Page extract:

________________

The Great Content Re-alignment

jaredcwhite commented 3 years ago

January 2021 Update: work has begun on this in earnest. Using the term "resource" and not "content". (Thanks @andrewmcodes!) Development of Bridgetown::Resource::Base and supporting classes is now underway! Check out the "diary"…

Looking ahead to what I hope to accomplish for an official Bridgetown 1.0 release and beyond, I think we need to take a hard and painful look at the distinctions between Page & Document and also between the posts collection and other collections.

➡️ Bridgetown's heritage comes from Jekyll and Jekyll comes from the idea that you have blog posts and you have standalone pages (home page, about page, etc.), and anything else is a "static file". Then the concept of collections emerged, with posts being a kind of builtin collection, but posts behave differently in some respects compared to other collections and are read off the filesystem completely differently.

➡️ There's also confusion around how permalinks work and how to configure them, because the top-level permalink config value affects both pages and blog pots, but there's also a permalink config possible at the collection level, plus you can add permalink configs via front-matter defaults which could affect anything potentially, so it's clear as mud.

➡️ At the code level, I've done what I can using mixins/concerns to get the Page and Document classes to act more alike and work similarly in various respects using duck typing, but it can still be frustrating. Layout is yet another similar-but-not-really sort of enigma.

➡️ There's also the question of when to use data files and when to use collections, and in fact you can add YAML files in a collection folder and they are treated as documents with front matter and a blank content field! 🤪 Also wacky, until a recent bug fix, static files saved within collection folders were processed as "collection documents" even though they were the StaticFile class and were missing from the site's overall static files array.

➡️ Another problem is currently categories and tags are post-specific. If you add categories and/or tags to other collections, or pages for that matter, they're invisible from any typical searching/filtering of categories/tags.

➡️ Yet another obscure problem is you currently don't have any control over the order in which content is processed on a file-by-file basis, so you can occasionally run into issues where File A is trying to display content from File B, C, D, etc. but the content for those files haven't actually been processed, so File A shows the raw markup/template string instead of the processed content. Oops! It's a non-trivial problem, because you could potentially run into circular dependencies. File A displays content from File B, but File B wants to display content from File A. Yikes. That happens virtually never in a typical site design, but you never know.

➡️ But wait, there's more! Right now there's no concrete way to determine the "source" of a particular file/piece of content if it came from an API/headless CMS—you only know if it came from an actual file on the filesystem, otherwise it's just "virtual". In addition, after it gets rendered at a particular URL, you can't backtrack—in other words, you can't determine that /a/b/c corresponds to this one object and, say, re-render that particular object.

________________

Raw data:
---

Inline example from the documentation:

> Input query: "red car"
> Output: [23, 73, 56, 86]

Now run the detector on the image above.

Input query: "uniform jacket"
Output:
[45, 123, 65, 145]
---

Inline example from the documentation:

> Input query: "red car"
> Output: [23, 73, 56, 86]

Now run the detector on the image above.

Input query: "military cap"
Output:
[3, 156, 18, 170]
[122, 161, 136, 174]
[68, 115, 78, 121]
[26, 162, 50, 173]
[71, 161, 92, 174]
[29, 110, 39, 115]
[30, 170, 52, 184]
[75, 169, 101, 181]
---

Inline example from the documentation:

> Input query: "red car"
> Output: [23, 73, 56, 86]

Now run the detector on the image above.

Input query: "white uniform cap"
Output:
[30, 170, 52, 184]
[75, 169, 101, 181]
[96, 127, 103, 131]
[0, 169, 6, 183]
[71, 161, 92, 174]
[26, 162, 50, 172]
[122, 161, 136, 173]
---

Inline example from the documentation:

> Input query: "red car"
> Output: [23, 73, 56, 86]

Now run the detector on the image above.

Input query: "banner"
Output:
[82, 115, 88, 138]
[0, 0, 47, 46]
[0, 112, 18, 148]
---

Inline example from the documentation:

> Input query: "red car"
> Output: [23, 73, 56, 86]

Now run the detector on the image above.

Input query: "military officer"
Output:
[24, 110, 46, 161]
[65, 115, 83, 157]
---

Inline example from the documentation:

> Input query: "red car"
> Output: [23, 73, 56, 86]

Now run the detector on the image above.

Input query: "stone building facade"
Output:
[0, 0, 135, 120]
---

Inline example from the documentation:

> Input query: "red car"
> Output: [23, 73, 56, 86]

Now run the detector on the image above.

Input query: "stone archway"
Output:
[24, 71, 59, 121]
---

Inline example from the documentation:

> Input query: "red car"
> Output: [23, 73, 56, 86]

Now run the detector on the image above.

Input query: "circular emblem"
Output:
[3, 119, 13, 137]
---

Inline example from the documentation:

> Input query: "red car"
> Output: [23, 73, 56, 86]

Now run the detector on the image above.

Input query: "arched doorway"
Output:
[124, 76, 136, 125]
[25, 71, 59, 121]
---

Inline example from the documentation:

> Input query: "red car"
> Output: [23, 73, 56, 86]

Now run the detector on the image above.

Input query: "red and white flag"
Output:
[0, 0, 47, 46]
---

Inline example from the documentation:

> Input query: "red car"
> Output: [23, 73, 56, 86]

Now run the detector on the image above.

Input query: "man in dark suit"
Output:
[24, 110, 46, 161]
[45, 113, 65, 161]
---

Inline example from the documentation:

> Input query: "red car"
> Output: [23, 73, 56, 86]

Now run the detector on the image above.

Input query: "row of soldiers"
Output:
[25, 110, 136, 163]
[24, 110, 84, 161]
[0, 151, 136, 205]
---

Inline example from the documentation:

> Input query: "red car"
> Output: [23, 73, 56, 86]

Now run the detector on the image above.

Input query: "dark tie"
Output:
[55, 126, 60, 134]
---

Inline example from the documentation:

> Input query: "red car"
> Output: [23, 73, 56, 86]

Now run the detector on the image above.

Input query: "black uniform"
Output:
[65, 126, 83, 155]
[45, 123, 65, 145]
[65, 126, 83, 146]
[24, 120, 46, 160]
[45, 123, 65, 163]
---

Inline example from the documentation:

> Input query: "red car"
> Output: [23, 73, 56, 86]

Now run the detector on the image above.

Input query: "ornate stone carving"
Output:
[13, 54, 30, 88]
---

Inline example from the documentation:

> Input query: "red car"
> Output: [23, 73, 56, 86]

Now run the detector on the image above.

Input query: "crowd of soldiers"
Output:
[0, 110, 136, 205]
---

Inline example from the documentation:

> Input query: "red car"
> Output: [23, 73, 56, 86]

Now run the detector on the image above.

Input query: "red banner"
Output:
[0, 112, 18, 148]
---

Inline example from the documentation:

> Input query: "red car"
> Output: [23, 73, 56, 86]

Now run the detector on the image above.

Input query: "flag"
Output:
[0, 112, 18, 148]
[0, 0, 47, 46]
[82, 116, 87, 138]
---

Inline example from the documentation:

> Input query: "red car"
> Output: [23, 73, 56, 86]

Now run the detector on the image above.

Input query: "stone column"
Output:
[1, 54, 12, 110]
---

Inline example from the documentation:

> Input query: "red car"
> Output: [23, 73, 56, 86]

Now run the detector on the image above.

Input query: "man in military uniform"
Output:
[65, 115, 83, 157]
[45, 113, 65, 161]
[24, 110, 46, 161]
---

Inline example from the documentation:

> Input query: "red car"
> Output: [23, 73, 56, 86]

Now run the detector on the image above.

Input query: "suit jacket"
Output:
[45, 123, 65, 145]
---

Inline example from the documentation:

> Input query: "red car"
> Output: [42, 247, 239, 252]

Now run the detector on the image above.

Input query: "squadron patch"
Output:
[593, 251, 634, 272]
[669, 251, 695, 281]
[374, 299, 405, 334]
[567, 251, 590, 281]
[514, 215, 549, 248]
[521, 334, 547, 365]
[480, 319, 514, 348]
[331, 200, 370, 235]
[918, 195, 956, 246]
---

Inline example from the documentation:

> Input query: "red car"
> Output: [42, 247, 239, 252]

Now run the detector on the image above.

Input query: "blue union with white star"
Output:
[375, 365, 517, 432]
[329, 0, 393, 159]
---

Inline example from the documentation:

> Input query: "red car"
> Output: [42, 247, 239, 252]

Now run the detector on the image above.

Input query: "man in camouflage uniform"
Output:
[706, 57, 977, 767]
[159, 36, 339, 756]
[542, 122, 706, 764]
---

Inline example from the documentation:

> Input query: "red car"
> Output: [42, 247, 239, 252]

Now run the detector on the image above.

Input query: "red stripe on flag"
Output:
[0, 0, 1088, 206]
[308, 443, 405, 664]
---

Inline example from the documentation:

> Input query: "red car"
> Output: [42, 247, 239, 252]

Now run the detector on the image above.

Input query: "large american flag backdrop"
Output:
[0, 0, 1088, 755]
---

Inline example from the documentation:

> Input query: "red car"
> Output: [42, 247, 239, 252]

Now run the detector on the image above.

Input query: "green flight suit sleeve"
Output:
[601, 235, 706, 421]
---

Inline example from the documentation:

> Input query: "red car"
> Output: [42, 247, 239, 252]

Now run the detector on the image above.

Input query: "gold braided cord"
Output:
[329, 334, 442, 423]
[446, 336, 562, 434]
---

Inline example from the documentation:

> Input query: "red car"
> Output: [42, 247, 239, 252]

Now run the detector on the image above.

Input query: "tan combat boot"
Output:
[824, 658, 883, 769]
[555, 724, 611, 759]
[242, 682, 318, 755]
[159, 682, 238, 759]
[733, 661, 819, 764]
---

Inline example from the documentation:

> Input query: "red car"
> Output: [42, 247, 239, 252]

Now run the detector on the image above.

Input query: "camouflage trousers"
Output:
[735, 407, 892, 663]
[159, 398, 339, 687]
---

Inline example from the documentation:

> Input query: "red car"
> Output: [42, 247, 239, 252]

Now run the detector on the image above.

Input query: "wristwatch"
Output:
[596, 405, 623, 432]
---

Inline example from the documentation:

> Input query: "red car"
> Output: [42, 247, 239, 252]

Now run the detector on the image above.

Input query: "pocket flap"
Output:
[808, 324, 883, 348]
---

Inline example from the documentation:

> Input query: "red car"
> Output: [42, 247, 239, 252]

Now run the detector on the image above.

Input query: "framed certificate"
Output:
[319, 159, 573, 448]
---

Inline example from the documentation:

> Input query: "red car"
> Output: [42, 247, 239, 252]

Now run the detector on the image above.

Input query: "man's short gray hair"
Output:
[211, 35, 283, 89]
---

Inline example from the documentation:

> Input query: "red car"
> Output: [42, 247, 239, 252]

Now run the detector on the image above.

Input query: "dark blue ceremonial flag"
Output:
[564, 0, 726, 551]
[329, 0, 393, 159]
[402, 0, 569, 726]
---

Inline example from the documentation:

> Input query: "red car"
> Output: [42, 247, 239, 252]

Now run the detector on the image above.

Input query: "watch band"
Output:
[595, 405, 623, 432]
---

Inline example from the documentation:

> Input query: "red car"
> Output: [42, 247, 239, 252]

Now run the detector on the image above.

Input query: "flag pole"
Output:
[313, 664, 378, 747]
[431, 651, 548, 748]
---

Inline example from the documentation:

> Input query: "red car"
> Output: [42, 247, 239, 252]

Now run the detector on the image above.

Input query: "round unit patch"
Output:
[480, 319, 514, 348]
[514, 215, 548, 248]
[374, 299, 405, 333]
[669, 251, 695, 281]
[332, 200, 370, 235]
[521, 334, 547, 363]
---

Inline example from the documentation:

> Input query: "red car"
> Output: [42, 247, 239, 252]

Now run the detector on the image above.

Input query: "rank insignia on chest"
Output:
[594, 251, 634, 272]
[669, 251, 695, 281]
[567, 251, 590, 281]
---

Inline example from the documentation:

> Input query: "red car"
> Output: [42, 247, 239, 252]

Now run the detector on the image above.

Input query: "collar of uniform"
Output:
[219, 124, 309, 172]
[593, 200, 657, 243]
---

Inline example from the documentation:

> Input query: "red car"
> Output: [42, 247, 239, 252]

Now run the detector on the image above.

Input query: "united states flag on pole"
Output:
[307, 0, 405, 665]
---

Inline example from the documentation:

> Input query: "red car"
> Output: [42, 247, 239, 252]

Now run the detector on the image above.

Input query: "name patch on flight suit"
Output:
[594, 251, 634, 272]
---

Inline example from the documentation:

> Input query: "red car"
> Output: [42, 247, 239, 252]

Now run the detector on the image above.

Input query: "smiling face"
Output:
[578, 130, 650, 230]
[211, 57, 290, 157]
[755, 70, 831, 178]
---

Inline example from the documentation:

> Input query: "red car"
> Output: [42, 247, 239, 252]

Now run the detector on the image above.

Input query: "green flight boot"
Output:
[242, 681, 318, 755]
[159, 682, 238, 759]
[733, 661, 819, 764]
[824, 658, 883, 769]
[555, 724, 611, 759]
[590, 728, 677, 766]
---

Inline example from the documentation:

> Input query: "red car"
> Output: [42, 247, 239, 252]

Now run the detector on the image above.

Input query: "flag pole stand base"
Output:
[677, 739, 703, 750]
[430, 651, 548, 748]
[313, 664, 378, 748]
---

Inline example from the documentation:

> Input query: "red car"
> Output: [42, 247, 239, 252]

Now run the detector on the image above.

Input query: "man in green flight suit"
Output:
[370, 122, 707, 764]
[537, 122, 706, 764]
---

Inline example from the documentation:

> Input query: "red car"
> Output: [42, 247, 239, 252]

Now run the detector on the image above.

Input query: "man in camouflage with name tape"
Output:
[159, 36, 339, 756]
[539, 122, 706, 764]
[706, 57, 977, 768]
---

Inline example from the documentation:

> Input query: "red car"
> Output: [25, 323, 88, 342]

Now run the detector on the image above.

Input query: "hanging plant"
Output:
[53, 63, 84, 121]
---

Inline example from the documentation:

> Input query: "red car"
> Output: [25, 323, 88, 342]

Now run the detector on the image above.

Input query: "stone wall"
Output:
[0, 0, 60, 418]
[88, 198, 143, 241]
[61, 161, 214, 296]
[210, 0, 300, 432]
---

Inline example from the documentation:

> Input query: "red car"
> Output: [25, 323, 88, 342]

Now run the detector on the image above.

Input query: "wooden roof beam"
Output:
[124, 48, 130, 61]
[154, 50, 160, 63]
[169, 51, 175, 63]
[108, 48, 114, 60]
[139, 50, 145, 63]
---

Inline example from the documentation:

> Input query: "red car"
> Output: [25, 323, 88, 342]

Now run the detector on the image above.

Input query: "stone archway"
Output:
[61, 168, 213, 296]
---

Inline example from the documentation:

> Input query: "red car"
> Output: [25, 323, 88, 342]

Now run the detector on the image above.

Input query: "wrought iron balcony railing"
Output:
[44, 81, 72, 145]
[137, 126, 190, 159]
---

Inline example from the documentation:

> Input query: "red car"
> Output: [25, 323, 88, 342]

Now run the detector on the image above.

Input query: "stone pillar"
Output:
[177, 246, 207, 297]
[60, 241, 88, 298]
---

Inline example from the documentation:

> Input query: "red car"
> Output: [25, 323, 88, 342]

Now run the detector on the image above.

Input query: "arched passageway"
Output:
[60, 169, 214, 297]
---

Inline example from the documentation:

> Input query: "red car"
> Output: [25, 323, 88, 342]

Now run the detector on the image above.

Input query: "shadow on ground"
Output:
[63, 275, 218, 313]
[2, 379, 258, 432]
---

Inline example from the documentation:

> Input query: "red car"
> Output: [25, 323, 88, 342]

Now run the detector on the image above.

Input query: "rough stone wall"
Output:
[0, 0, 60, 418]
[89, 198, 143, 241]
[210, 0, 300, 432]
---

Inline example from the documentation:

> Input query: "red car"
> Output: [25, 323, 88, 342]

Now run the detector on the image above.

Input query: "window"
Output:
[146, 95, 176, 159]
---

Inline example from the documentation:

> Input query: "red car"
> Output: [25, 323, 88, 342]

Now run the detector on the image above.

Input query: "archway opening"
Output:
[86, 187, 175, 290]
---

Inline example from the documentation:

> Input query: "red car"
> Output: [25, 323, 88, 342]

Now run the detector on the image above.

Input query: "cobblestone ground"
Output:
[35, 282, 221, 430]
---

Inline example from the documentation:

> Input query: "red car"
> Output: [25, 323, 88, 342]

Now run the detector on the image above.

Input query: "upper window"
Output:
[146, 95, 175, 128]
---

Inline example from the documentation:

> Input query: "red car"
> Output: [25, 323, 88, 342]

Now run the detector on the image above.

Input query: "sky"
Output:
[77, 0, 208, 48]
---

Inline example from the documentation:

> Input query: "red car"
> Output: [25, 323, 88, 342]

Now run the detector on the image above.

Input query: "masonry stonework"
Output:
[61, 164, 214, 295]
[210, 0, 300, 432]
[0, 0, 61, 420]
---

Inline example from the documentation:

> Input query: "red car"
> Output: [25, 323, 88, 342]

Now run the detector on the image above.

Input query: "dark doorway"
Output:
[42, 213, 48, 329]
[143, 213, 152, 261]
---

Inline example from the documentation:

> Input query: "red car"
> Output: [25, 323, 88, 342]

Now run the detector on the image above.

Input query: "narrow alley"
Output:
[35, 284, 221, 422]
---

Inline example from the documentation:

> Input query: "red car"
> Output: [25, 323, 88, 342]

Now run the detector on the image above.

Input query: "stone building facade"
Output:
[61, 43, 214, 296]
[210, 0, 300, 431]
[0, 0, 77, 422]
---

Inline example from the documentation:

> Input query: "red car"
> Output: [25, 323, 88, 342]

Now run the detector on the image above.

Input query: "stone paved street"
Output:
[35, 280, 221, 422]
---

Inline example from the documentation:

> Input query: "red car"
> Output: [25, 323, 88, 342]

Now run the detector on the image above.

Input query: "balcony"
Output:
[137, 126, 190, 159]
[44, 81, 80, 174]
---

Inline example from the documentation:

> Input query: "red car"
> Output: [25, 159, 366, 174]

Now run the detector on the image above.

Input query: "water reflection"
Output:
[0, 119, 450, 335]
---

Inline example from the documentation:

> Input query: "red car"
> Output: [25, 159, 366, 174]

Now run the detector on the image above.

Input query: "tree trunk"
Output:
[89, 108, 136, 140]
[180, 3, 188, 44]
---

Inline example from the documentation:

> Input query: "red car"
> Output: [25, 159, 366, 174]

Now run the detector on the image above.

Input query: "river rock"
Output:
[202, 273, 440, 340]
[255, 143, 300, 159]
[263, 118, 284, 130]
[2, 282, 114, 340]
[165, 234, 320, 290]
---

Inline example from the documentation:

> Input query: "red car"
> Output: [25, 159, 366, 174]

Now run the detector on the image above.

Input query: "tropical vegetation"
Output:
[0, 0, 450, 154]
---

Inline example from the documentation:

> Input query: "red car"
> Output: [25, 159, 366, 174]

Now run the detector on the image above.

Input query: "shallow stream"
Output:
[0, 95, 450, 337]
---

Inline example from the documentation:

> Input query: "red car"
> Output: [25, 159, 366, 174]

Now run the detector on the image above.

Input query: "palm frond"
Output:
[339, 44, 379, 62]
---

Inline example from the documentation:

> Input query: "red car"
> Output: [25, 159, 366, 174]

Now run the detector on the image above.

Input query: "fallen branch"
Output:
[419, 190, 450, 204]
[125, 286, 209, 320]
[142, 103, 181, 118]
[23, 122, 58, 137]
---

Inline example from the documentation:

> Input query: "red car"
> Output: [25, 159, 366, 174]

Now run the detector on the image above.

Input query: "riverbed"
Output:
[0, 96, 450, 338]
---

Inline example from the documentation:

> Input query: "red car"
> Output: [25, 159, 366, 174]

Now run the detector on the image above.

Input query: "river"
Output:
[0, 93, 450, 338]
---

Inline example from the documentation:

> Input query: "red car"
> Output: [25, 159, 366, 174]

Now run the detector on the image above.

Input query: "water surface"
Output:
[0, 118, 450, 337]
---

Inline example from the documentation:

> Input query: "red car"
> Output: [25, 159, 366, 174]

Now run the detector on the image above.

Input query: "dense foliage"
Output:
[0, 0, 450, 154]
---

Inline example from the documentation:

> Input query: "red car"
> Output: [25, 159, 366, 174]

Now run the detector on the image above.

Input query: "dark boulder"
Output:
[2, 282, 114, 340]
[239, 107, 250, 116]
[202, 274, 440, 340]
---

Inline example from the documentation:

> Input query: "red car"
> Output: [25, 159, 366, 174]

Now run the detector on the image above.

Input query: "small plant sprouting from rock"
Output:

________________

Problems to solve:
**A.** In the Bridgetown issue, which term is being used in place of "content"?
**B.** Collect every line of the entries that contains the string "ground", matching case exactly.
The entries are unrelated to the Bridgetown issue.

Replies:
**A.** "Resource."

**B.**
Input query: "shadow on ground"
Input query: "cobblestone ground"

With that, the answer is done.